··· Excerto selecionado
Vd. último poste da série de 29 de Outubro de 2010 > Guiné 63/74 - P7189: Blogoterapia (164): O Blogue está a sofrer uma mutação evolutiva de qualidade / Sinal de maturidade é virmos aqui contar o que nos vai na alma (Carlos Filipe / Luís Graça)

10 comentários:

Manuel Reis disse...

Grande Camarigo:

De acordo com o teu texto.

Fez-me recordar a carta que recebi este semana do Exército Português para ir prestar declarações sobre um camarada, que viveu comigo o tempo de guerra em Guileje e Gadamael, e sofre de STRESS PÓS TRAUMÁTICO DE GUERRA.

Há feridas que nunca se curam, se arrastam pelo tempo, sem que para tal as entidades responsáveis façam algo para melhorar a situação; olham para o lado e assobiam.

Este amigo desloca-se ao serviço de Psiquiatria no Centro de Saúde anexo ao Hospital Militar, desde 1986, e os serviços continuam a complicar-lhe a vida no que respeita à ajuda que precisa e merece.

Confessou-me que só a compreensão da mulher e da família mais próxima tem impedido um desenlace mais trágico. Há momentos em que a vida, para ele, deixa de fazer sentido.

Já devo ter sido solicitado para este tipo de declarações mais de 30 vezes, mas agora foi grande a surpresa. Desde 1986 não tiveram tempo nem disponibilidade para resolver um problema,de fácil visibilidade, que se apresenta com contornos de um certo dramatismo.

No dia 9 de Novembro lá me apresentarei, no Regimento de Artilharia Anti-Aérea nº1, para tentar ajudar o amigo e camarada Victor Santos. Terei de me conter, para não partir a louça, já que isso mexe com o meu estado de espírito, as minhas feridas estão controladas mas não debeladas. Como diz o Mexia Alves a cauterização por vezes é lenta e difícil.

Nestes processos é fundamental a ajuda familiar, mas os convívios e as trocas de ideias sobre experiências vividas em guerra, com os nossos amigos e camaradas, constituem um óptimo complemento no acalmar das dores.

Um abraço amigo.

Manuel Reis

antonio graça de abreu disse...

Também assino por baixo as tuas palavras, camarigo Mexia Alves.
······
Instruções:
a) Resuma o excerto em duas frases.
b) Transcreva a parte do excerto que começa em "Nestes processos é" e continua até "camarigo Mexia Alves.".
O material que vem a seguir é independente do excerto.
··· Material extraído
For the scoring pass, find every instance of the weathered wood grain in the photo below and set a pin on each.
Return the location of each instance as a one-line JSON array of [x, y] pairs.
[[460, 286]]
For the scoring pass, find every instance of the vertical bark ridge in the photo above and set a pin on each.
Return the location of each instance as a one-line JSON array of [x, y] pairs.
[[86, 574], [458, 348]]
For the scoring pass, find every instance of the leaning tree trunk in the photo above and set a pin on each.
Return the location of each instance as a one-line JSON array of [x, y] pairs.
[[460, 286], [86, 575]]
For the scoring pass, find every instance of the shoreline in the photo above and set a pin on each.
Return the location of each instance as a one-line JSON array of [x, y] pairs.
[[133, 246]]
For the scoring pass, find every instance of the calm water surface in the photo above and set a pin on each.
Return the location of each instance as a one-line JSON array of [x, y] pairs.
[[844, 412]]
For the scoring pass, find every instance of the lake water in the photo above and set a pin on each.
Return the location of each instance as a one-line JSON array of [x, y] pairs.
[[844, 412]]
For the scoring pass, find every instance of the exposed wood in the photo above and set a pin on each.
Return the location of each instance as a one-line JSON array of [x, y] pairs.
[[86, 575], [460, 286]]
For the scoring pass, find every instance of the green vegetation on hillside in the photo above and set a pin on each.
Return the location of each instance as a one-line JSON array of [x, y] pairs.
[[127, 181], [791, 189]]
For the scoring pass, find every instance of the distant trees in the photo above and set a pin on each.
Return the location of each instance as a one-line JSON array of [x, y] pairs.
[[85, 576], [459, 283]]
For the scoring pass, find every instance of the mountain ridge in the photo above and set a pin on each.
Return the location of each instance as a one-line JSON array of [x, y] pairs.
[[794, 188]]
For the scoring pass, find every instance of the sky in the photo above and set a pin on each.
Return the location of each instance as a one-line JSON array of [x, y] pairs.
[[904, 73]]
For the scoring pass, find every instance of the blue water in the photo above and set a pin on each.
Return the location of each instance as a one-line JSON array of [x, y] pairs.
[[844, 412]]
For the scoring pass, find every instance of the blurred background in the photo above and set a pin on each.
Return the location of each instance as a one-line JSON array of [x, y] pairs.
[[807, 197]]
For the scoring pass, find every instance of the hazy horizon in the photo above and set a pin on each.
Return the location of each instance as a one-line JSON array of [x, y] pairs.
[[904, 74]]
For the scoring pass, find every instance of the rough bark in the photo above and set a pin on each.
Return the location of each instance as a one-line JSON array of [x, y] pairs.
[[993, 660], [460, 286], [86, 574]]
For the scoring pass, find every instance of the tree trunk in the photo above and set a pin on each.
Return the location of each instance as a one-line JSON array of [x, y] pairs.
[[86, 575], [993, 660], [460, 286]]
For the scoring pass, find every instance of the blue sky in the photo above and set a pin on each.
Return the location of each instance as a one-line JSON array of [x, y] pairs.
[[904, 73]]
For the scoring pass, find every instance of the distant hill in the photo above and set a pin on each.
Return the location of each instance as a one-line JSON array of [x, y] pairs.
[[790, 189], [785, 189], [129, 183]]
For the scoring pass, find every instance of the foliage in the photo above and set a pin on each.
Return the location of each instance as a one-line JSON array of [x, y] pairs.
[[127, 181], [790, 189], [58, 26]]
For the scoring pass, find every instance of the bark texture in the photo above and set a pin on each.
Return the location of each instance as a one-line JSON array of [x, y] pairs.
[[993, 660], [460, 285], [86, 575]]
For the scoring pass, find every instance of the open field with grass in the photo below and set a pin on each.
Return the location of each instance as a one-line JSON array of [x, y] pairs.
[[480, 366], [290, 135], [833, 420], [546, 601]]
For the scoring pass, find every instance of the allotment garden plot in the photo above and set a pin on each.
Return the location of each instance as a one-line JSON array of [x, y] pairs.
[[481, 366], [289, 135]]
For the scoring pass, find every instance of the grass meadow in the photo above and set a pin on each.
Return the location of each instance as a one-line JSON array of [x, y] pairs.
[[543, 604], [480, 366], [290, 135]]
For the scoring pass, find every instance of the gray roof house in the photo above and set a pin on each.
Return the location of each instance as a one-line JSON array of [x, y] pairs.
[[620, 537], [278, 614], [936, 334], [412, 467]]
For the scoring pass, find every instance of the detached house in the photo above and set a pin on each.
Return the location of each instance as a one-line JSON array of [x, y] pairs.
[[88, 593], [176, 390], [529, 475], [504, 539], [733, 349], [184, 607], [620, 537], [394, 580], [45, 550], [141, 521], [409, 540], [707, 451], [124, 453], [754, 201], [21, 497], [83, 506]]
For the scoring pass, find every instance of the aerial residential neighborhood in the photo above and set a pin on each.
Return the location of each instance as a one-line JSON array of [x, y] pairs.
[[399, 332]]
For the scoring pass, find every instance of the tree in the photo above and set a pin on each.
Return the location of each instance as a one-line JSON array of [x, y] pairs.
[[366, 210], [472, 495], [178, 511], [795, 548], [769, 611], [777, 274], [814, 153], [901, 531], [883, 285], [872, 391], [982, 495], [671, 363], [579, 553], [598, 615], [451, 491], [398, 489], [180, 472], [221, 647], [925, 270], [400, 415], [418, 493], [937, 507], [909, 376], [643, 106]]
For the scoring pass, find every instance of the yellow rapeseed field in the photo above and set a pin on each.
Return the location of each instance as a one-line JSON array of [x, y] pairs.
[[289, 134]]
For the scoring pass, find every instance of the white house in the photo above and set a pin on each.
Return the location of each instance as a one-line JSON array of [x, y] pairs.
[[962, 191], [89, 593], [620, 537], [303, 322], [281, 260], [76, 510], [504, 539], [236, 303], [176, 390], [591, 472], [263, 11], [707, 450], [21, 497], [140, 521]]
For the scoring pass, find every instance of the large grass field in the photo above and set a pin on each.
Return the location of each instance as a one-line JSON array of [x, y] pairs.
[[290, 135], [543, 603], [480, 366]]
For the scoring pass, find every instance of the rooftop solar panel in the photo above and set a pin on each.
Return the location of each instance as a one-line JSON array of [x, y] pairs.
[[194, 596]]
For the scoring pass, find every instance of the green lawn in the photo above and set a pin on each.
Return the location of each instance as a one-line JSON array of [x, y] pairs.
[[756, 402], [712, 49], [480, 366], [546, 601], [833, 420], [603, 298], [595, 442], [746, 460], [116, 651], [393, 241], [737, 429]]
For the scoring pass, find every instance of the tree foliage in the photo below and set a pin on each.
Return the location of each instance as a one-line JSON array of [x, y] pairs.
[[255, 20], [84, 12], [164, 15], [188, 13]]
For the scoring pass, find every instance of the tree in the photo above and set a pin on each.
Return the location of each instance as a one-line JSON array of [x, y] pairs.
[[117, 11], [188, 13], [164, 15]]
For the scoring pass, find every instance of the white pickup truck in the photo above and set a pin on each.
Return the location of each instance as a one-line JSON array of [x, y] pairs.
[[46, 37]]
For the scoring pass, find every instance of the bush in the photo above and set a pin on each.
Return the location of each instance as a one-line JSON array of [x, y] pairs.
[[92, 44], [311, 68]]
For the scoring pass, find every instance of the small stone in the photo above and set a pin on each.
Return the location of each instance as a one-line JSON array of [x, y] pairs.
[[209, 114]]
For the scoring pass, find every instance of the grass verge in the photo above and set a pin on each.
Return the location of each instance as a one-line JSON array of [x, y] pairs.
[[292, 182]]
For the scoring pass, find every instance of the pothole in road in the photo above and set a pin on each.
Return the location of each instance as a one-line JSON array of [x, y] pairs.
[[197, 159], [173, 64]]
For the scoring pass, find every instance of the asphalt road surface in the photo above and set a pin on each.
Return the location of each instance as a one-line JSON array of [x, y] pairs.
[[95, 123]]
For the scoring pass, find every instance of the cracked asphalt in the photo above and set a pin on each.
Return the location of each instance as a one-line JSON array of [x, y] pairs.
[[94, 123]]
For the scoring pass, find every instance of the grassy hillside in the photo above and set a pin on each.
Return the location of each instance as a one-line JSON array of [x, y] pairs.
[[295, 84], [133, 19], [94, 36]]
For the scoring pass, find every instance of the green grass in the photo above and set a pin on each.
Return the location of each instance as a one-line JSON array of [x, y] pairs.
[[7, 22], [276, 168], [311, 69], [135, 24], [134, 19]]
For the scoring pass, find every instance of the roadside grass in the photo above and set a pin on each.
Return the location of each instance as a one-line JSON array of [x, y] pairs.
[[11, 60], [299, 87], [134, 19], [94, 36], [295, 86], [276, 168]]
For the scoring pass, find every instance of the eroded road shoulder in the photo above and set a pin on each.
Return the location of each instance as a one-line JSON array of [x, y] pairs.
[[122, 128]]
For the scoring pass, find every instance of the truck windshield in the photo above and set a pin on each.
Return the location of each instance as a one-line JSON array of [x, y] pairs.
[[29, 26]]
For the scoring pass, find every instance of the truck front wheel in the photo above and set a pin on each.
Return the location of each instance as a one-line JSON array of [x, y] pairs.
······
Respostas por tarefa:
a) Num comentário, Manuel Reis conta que foi chamado pelo Exército Português para prestar declarações sobre o camarada Victor Santos, que viveu com ele a guerra em Guileje e Gadamael e sofre de stress pós-traumático de guerra, e critica os serviços que, desde 1986, lhe complicam a ajuda de que precisa. Defende que a ajuda familiar é fundamental e que os convívios com os camaradas são um ótimo complemento para acalmar as dores, e outro comentador subscreve as palavras de Mexia Alves.

b)
Nestes processos é fundamental a ajuda familiar, mas os convívios e as trocas de ideias sobre experiências vividas em guerra, com os nossos amigos e camaradas, constituem um óptimo complemento no acalmar das dores.

Um abraço amigo.

Manuel Reis

antonio graça de abreu disse...

Também assino por baixo as tuas palavras, camarigo Mexia Alves.